→ QUOTED TEXT:
+===+
OpenCV  4.9.0-dev
Open Source Computer Vision
No Matches
Conversion of PyTorch Segmentation Models and Launch with OpenCV


In this tutorial you will learn how to:

  • convert PyTorch segmentation models
  • run converted PyTorch model with OpenCV
  • obtain an evaluation of the PyTorch and OpenCV DNN models

We will explore the above-listed points by the example of the FCN ResNet-50 architecture.


The key points involved in the transition pipeline of the PyTorch classification and segmentation models with OpenCV API are equal. The first step is model transferring into ONNX format with PyTorch torch.onnx.export built-in function. Further the obtained .onnx model is passed into cv.dnn.readNetFromONNX, which returns cv.dnn.Net object ready for DNN manipulations.


In this part we are going to cover the following points:

  1. create a segmentation model conversion pipeline and provide the inference
  2. evaluate and test segmentation models

If you'd like merely to run evaluation or test model pipelines, the "Model Conversion Pipeline" part can be skipped.
+===+
→ Extracted listing:
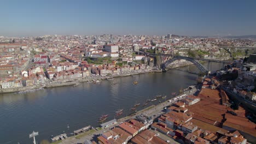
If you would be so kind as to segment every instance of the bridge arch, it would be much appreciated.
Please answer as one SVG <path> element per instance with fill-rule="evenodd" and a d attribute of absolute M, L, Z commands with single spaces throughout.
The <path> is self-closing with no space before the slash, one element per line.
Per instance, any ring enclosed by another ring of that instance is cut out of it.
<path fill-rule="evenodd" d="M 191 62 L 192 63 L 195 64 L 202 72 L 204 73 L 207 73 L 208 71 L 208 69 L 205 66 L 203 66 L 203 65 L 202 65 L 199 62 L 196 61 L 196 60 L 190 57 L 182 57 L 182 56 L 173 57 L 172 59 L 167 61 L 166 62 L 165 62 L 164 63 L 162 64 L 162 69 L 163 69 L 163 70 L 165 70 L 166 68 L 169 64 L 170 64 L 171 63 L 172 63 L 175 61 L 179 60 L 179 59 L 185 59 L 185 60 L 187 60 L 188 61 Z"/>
+===+
→ INSTRUCTIONS:
[a] Write out the passage of the OpenCV tutorial starting at "In this tutorial" and ending at "for DNN manipulations.".
[b] Put every line of the listing into a JSON list of strings, one string per line, with blank lines left out. Leave the pictures out of the answer.

→ RESPONSES FOR EACH TASK:
[a]
In this tutorial you will learn how to:

  • convert PyTorch segmentation models
  • run converted PyTorch model with OpenCV
  • obtain an evaluation of the PyTorch and OpenCV DNN models

We will explore the above-listed points by the example of the FCN ResNet-50 architecture.


The key points involved in the transition pipeline of the PyTorch classification and segmentation models with OpenCV API are equal. The first step is model transferring into ONNX format with PyTorch torch.onnx.export built-in function. Further the obtained .onnx model is passed into cv.dnn.readNetFromONNX, which returns cv.dnn.Net object ready for DNN manipulations.

[b]
[
  "If you would be so kind as to segment every instance of the bridge arch, it would be much appreciated.",
  "Please answer as one SVG <path> element per instance with fill-rule=\"evenodd\" and a d attribute of absolute M, L, Z commands with single spaces throughout.",
  "The <path> is self-closing with no space before the slash, one element per line.",
  "Per instance, any ring enclosed by another ring of that instance is cut out of it.",
  "<path fill-rule=\"evenodd\" d=\"M 191 62 L 192 63 L 195 64 L 202 72 L 204 73 L 207 73 L 208 71 L 208 69 L 205 66 L 203 66 L 203 65 L 202 65 L 199 62 L 196 61 L 196 60 L 190 57 L 182 57 L 182 56 L 173 57 L 172 59 L 167 61 L 166 62 L 165 62 L 164 63 L 162 64 L 162 69 L 163 69 L 163 70 L 165 70 L 166 68 L 169 64 L 170 64 L 171 63 L 172 63 L 175 61 L 179 60 L 179 59 L 185 59 L 185 60 L 187 60 L 188 61 Z\"/>"
]